What needs to be done
Write out every line below that includes the word "basket".
Start of Information shown
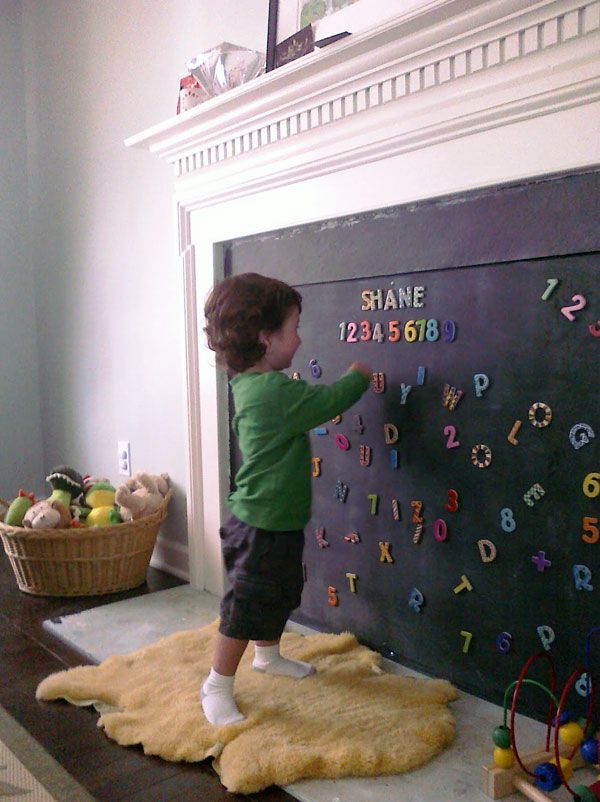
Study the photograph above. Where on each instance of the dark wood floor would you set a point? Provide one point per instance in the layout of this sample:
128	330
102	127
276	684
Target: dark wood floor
108	771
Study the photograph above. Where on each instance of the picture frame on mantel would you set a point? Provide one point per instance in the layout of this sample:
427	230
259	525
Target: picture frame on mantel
296	27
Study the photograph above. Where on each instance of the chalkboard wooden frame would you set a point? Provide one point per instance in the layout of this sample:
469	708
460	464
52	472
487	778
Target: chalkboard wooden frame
516	230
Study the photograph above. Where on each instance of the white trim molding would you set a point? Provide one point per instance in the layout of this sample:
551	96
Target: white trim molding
451	70
453	96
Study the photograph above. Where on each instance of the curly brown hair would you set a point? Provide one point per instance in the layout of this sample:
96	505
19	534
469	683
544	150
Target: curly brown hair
238	309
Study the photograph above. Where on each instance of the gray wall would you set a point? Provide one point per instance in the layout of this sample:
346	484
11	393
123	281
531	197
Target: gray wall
21	463
102	248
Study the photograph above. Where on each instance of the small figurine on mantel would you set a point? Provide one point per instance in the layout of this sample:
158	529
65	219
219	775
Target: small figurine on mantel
215	71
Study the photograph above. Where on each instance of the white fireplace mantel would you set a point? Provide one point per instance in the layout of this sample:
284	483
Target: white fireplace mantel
456	95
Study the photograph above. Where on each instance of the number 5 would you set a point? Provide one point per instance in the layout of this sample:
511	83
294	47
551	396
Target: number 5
588	526
394	331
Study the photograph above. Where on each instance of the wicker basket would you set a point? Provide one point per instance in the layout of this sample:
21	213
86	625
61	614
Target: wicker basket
End of Information shown
Problem solution
Study the photograph above. Where on each instance of the wicker basket would you set a point? Provide one point per instance in the layout of this sample:
Target: wicker basket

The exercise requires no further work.